* _Data section_
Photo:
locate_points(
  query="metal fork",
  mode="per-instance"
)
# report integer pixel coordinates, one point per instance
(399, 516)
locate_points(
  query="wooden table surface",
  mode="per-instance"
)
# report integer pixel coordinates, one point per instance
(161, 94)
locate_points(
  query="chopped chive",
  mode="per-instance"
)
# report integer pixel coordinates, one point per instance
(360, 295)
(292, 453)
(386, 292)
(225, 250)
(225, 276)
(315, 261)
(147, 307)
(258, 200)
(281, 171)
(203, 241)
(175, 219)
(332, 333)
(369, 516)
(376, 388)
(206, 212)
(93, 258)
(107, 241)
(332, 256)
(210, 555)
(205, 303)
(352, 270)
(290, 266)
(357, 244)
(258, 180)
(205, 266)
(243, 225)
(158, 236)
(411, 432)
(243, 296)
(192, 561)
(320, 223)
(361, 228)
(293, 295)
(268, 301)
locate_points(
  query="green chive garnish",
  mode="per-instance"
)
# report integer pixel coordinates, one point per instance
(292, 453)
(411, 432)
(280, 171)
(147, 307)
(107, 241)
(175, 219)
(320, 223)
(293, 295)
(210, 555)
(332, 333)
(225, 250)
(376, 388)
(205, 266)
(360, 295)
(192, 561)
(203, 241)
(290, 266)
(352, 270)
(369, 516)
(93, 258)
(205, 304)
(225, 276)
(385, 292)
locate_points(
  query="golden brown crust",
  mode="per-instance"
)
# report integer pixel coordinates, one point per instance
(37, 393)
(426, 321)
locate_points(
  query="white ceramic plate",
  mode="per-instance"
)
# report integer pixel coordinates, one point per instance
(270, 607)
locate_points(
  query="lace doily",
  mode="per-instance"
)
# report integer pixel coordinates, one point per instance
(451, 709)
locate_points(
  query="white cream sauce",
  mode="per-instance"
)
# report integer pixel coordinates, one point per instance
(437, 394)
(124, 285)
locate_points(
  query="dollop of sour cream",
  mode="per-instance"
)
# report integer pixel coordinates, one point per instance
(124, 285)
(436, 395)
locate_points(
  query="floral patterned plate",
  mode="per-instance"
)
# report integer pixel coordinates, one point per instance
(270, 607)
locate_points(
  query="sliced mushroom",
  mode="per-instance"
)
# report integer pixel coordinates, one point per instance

* * *

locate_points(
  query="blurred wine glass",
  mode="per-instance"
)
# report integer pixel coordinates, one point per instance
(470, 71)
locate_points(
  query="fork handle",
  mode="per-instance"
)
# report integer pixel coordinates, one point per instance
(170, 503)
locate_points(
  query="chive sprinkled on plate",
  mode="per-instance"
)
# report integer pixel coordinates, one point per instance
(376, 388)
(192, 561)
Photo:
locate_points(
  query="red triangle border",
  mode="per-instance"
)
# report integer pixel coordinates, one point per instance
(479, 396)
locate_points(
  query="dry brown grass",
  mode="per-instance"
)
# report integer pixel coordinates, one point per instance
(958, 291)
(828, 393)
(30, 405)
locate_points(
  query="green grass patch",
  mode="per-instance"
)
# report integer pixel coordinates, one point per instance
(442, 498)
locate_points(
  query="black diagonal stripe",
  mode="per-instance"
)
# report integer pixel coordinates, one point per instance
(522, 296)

* _The problem_
Go through both blocks of the listing above and list every line that contains the word "plate", copying each one in full.

* _The response_
  query="white ceramic plate",
  query="floral patterned plate",
  query="chive sprinkled on plate",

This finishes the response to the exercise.